## Ketentuan Tugas
A - Dalam tulisan tentang nyeri punggung bawah di bawah, apa saja perlakuan yang diterima penulis selama dua kali terapi? Tulis semuanya.
B - Ringkas tulisan tentang nyeri punggung bawah di bawah dalam dua kalimat.

Pertolongan sementara, kompres panas dan kompres es. Oles Counterpain panas dan dingin. Mengurangi sakit hanya sebentar. Efeknya temporer.
***
Yang terpikir, harus segera ke Plaza UNY untuk terapi fisik atau fisioterapi. Tempat itu menjadi jujugan teman-teman futsal dan anggota keluarga saya saat cedera. Celakanya, tempat itu tutup sampai waktu yang belum ditentukan. Omicron meningkat. Asem tenan.
Cari info sana-sini. Ketemu tempat alternatif, di daerah Umbulharjo. Ternyata berisi para alumni UNY Program Studi Ilmu Keolahragaan. Tak beda dengan yang di Plaza UNY.
Kata Terapis, segala hipotesis saya benar. Perpaduan sebab-sebab tadi lahirkan low back pain (LBP) yang menyiksa. Dua kali terapi, saya dipijat, diurut, dipanaskan di titik sakit, dan diajari gerakan-gerakan stretching.
Usai terapi pertama, badan sakit semua. Nyeri. Njarem. Wajar, karena titik itu dan titik-titik sekelilingnya ditekan dan diurut kuat. Dipesan Terapis, jika dalam 10 hari tiada perkembangan berarti, saya dianjurkan datang lagi. Saya pun harus rajin stretching. Untuk cedera otot, menurut Terapis, di samping terapi harus ditunjang rajin peregangan. Beriringan. Tak boleh saling meninggalkan.
Pasca terapi pertama, ada efek positif. Rasa sakit berkurang, tapi belum hilang sempurna. Masih tersisa, dan belum nyaman untuk duduk lama. Saya datang lagi ke Umbulharjo.
***
Usai terapi kedua, sakit berangsur menghilang. Tapi belum bisa dibilang sembuh total. Sakit sudah 2 minggu lebih. Diklat masih panjang. Tak sabar ingin sembuh, dan pertimbangkan tempat terapi lain.

## Baris yang Ditampilkan
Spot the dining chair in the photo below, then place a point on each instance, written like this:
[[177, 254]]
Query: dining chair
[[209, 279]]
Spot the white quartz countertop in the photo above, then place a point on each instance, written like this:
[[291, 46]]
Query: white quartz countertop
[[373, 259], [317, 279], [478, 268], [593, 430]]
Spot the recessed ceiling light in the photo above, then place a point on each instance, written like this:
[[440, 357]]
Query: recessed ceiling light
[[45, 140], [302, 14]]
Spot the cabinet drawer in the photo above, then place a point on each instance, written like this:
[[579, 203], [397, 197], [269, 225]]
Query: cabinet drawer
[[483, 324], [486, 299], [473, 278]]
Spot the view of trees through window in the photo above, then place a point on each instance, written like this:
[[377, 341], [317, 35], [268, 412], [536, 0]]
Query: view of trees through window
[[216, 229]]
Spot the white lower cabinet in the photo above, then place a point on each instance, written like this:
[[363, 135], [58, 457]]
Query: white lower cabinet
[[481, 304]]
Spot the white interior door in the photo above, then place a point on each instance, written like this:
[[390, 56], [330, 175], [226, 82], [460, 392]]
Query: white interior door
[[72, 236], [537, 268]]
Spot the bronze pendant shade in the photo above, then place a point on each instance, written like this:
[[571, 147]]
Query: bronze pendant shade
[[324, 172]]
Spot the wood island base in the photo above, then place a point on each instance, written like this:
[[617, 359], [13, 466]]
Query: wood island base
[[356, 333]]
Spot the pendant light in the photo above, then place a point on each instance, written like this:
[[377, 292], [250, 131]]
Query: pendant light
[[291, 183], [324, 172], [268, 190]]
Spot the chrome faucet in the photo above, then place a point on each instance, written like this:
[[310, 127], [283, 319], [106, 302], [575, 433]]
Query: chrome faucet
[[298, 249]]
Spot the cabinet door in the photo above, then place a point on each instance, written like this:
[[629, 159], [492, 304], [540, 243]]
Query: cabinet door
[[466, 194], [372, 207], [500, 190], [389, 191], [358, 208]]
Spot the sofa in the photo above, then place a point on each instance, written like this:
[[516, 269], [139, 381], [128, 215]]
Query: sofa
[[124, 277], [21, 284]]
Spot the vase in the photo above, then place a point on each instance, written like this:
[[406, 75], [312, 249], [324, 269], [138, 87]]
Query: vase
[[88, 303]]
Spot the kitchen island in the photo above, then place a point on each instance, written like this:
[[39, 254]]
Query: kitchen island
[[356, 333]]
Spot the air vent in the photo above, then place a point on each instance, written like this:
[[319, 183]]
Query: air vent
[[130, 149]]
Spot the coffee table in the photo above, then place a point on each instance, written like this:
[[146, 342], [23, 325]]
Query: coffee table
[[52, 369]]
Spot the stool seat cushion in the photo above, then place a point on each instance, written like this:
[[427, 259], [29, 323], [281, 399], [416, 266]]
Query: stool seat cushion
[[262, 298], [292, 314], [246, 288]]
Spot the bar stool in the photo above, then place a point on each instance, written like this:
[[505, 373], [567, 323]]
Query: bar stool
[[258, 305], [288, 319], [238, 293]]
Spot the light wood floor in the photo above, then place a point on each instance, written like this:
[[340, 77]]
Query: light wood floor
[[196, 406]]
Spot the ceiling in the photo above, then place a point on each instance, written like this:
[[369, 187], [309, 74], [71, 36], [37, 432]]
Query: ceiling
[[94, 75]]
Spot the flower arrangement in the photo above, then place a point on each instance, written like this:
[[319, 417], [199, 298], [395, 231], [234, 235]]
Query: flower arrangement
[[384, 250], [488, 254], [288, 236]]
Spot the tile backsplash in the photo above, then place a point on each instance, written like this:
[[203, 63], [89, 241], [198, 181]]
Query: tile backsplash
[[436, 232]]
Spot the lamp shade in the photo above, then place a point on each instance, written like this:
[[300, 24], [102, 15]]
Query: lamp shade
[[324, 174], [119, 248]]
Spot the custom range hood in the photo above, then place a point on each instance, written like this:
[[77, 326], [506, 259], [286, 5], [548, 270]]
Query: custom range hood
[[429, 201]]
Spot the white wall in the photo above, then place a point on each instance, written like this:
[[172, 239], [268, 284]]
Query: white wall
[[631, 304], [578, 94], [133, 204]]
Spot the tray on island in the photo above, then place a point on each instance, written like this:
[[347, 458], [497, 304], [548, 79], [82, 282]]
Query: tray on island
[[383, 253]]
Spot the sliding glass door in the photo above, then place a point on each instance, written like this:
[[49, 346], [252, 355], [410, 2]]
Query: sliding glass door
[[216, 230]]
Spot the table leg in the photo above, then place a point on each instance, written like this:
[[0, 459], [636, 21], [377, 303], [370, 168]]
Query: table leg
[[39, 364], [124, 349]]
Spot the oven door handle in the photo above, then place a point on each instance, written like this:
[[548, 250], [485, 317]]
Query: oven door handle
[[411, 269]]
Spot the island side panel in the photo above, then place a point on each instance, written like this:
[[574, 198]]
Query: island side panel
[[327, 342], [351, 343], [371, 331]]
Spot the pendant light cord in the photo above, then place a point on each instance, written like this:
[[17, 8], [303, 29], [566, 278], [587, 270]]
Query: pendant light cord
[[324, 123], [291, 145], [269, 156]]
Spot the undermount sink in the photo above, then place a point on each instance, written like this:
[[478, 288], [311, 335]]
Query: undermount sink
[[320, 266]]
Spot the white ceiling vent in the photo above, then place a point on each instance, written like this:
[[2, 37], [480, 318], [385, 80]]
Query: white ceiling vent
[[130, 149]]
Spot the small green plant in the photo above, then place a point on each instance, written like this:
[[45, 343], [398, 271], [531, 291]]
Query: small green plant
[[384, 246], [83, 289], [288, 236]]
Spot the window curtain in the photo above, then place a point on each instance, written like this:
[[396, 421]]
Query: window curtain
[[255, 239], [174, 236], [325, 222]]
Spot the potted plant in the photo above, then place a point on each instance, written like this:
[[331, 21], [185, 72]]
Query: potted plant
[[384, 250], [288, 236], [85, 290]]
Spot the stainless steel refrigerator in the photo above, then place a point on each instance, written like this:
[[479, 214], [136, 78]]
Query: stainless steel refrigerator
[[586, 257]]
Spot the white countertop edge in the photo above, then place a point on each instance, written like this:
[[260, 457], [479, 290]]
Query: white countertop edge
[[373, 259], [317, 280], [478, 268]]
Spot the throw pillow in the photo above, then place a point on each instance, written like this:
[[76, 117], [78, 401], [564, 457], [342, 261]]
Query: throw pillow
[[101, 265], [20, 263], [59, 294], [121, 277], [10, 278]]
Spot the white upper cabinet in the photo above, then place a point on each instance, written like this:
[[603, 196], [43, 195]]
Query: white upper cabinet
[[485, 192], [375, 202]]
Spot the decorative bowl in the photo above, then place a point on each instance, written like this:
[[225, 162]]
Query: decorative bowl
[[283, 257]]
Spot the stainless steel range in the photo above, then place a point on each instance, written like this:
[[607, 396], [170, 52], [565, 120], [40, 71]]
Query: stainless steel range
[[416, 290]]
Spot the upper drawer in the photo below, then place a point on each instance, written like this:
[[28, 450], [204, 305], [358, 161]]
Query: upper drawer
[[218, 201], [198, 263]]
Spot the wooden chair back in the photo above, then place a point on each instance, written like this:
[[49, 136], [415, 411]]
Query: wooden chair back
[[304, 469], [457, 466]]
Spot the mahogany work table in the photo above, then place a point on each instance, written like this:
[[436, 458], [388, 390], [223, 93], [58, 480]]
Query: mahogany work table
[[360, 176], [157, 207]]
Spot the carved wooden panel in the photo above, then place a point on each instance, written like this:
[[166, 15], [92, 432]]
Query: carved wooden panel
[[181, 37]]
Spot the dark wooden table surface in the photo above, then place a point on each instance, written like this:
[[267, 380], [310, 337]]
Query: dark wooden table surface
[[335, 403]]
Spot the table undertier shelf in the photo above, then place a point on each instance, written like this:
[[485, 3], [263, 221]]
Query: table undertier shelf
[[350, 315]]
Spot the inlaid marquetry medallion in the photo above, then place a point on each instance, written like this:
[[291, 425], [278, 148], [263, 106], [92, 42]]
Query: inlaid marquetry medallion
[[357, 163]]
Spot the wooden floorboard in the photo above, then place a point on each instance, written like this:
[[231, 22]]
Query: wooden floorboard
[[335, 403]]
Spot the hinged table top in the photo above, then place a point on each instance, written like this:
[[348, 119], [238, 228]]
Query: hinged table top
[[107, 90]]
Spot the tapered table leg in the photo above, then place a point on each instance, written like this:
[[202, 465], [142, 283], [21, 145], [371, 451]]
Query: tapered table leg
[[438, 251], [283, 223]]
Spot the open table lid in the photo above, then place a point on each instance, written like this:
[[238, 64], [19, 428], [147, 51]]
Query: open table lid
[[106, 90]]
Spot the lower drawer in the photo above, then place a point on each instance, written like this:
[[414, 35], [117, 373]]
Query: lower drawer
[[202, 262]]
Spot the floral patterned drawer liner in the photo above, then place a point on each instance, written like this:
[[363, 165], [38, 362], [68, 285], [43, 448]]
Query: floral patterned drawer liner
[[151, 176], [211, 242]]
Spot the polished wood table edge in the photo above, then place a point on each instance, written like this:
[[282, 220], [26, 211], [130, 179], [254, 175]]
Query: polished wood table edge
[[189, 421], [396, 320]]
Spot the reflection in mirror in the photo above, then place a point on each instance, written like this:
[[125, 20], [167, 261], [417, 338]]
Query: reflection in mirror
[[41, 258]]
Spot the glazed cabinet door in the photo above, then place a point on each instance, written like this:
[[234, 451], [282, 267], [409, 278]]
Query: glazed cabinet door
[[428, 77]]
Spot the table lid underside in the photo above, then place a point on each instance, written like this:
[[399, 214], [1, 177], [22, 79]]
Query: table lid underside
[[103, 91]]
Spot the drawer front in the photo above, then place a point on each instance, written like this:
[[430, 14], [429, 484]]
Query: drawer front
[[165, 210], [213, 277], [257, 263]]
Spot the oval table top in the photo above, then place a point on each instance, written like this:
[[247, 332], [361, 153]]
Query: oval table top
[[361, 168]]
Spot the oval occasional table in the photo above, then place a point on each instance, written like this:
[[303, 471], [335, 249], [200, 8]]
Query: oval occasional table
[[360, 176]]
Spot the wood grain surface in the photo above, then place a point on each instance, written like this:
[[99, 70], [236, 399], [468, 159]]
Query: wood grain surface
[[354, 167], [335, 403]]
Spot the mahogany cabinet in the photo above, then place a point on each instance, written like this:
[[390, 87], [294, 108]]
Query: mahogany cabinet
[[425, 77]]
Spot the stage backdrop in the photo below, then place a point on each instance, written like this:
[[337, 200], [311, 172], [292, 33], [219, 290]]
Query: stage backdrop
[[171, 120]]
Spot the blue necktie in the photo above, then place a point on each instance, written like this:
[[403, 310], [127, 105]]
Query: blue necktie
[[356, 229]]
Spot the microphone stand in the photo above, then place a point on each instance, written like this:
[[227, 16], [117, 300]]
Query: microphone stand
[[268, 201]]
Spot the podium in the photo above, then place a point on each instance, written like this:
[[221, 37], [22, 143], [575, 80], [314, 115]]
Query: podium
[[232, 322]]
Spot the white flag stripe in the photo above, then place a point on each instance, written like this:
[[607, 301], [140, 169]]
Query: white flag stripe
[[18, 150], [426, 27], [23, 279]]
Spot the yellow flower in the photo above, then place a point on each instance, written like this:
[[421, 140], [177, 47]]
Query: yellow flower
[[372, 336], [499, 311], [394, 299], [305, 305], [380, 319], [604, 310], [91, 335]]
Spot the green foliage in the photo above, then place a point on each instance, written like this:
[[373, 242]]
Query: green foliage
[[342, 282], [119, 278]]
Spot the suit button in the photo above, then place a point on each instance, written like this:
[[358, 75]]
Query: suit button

## Hasil Tiap Tugas
A -
- Dipijat
- Diurut
- Dipanaskan di titik sakit
- Diajari gerakan-gerakan stretching

B - Plaza UNY tutup ketika Omicron meningkat, jadi penulis menjalani terapi di tempat alternatif di Umbulharjo, dan menurut terapis keluhannya adalah low back pain (LBP). Setelah terapi kedua, rasa sakitnya berangsur hilang, tetapi belum sembuh total, sehingga penulis mempertimbangkan tempat terapi lain.